▶ Text
========

What Is Digital Signage? A Complete Introduction
By YAXI TV Editorial Team · · Updated · 15 min read
Digital signage is the use of networked screens to display dynamically managed content in public or commercial spaces. It has replaced static posters, printed menus, and cable television in thousands of businesses — and it now underpins a significant portion of the global out-of-home advertising ecosystem. This guide explains the complete system from hardware to cloud software to advertising infrastructure.
The Basic Definition
Digital signage refers to displays — typically flat-panel screens, video walls, or kiosk screens — that show content delivered and managed over a network connection. Unlike a TV showing cable or a static poster on a wall, digital signage content is controlled through software that allows businesses to:
- Upload and manage a library of images and videos
- Build playlists and control what plays, in what order, for how long
- Schedule different content for different times of day or days of the week
- Push changes to any screen instantly from any location with internet access
- Monitor the status and playback of each screen remotely
These capabilities make digital signage fundamentally more flexible and useful than any static display — and when connected to advertising infrastructure, they create a revenue-generating channel that static displays simply cannot replicate.
The Four Layers of a Digital Signage System
Layer 1: The Display Screen
The physical display is the most visible component. Digital signage uses commercial or consumer flat-panel displays — typically LED-backlit LCD or OLED panels. Display screens range from small 32" screens behind a service counter to large 85" screens in a restaurant dining room to multi-panel video walls in retail.
Key display considerations: brightness (nits) for the ambient light environment, screen size relative to viewing distance, commercial vs consumer durability ratings, and mounting requirements (wall mount, ceiling mount, freestanding).
Layer 2: The Media Player
The media player is the computing device that runs the digital signage software (app) and renders content on the display. It connects to the screen via HDMI. Players range from small consumer streaming sticks (Amazon Fire TV Stick, Chromecast) to commercial Android TV boxes to dedicated signage media players.
The player's job is to: receive and cache content from the CMS, render the current playlist item on the screen, report its status back to the management platform, and (in advertising-enabled systems) request ads from the ad server at the appropriate moments.
YAXI TV runs on Amazon Fire TV Sticks, Android TV boxes, and screens with built-in Android TV or Google TV — consumer hardware that is widely available and inexpensive, making the barrier to entry low for new venues.
Layer 3: The Network Connection
Digital signage requires network connectivity for: downloading new content from the CMS, syncing schedule changes, transmitting status and proof-of-play reports, and (for ad-enabled systems) communicating with the ad server. Most systems cache content locally, so brief network interruptions don't interrupt playback — but sustained outages affect content freshness and impression logging.

========

▶ Aim a
How does the digital signage introduction read, starting with "Layer 3: The" and going on through "and impression logging.", if you substitute "disruptions" for "outages"? Write out that passage.

========

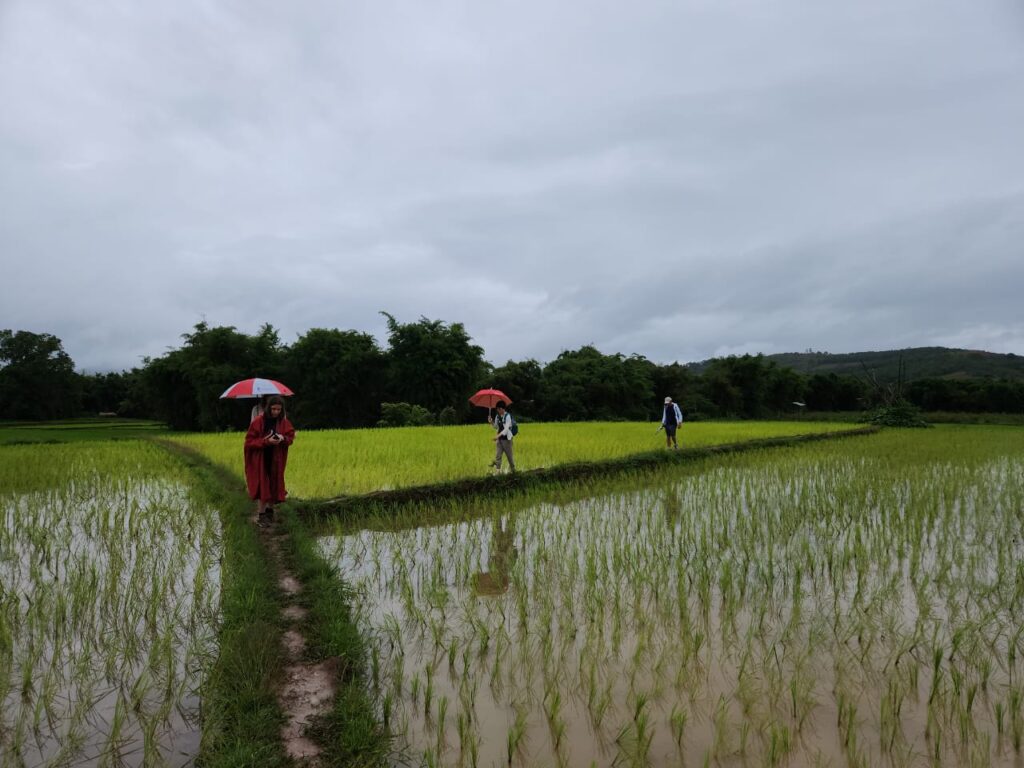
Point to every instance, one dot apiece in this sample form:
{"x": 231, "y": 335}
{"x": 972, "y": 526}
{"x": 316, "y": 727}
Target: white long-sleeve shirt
{"x": 679, "y": 415}
{"x": 504, "y": 425}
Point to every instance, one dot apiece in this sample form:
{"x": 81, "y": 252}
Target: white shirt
{"x": 504, "y": 426}
{"x": 679, "y": 414}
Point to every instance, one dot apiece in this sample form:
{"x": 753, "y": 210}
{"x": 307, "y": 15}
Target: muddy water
{"x": 109, "y": 608}
{"x": 828, "y": 612}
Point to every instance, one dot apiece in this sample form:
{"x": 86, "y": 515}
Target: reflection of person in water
{"x": 673, "y": 512}
{"x": 500, "y": 559}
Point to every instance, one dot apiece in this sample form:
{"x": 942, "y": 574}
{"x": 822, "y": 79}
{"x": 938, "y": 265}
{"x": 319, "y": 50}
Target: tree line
{"x": 425, "y": 375}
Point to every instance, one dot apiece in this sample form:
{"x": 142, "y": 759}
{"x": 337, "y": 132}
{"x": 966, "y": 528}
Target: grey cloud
{"x": 675, "y": 179}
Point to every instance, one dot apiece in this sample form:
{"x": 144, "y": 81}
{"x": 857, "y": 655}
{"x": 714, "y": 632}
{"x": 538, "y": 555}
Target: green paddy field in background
{"x": 331, "y": 463}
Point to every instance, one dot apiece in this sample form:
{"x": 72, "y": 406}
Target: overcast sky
{"x": 680, "y": 178}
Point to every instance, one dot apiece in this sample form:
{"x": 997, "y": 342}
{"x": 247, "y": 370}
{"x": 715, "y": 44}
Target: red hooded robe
{"x": 266, "y": 479}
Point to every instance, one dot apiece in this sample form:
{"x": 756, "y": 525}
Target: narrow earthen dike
{"x": 307, "y": 689}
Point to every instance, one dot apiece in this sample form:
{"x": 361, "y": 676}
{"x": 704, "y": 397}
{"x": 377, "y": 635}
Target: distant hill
{"x": 919, "y": 363}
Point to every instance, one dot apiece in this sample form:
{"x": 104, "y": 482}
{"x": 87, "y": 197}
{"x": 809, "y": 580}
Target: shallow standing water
{"x": 834, "y": 605}
{"x": 109, "y": 603}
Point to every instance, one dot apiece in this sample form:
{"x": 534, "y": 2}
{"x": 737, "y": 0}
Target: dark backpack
{"x": 513, "y": 426}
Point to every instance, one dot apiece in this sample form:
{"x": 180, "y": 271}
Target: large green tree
{"x": 338, "y": 377}
{"x": 183, "y": 386}
{"x": 431, "y": 364}
{"x": 37, "y": 377}
{"x": 585, "y": 384}
{"x": 520, "y": 381}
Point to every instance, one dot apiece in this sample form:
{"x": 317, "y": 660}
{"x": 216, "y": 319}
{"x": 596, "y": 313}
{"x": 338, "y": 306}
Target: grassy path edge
{"x": 242, "y": 721}
{"x": 355, "y": 505}
{"x": 241, "y": 717}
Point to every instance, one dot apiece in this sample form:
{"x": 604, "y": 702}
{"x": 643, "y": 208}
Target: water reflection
{"x": 502, "y": 554}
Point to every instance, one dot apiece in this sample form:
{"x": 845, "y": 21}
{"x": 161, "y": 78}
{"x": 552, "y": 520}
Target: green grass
{"x": 332, "y": 463}
{"x": 845, "y": 602}
{"x": 110, "y": 582}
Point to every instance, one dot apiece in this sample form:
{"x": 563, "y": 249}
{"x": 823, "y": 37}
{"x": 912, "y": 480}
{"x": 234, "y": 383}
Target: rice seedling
{"x": 331, "y": 463}
{"x": 109, "y": 594}
{"x": 832, "y": 603}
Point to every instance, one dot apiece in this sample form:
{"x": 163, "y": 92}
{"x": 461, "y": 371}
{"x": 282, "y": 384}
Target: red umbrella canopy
{"x": 256, "y": 388}
{"x": 487, "y": 397}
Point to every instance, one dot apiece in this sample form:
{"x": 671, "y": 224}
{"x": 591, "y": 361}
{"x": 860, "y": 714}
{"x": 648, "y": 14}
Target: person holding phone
{"x": 266, "y": 455}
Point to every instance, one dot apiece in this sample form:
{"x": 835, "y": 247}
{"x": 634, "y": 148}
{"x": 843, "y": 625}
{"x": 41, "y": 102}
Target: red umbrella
{"x": 256, "y": 388}
{"x": 487, "y": 397}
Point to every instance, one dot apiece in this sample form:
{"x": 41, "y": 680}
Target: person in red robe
{"x": 266, "y": 454}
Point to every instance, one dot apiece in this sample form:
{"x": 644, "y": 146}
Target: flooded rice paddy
{"x": 852, "y": 603}
{"x": 109, "y": 593}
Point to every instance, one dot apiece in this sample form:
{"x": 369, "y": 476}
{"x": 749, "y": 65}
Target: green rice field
{"x": 110, "y": 587}
{"x": 332, "y": 463}
{"x": 846, "y": 603}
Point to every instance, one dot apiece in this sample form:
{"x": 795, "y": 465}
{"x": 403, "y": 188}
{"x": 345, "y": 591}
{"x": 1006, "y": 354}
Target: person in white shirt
{"x": 503, "y": 440}
{"x": 672, "y": 417}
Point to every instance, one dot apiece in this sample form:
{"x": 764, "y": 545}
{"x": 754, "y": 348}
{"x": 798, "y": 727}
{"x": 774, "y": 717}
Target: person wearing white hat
{"x": 672, "y": 417}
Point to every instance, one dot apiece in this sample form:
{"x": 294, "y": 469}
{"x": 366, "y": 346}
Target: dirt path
{"x": 307, "y": 689}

========

▶ Aim b
Which lines of the entries contain the string "reflection"? Pull out each one.

▶ Right answer a
Layer 3: The Network Connection
Digital signage requires network connectivity for: downloading new content from the CMS, syncing schedule changes, transmitting status and proof-of-play reports, and (for ad-enabled systems) communicating with the ad server. Most systems cache content locally, so brief network interruptions don't interrupt playback — but sustained disruptions affect content freshness and impression logging.

▶ Right answer b
Target: reflection of person in water
Target: water reflection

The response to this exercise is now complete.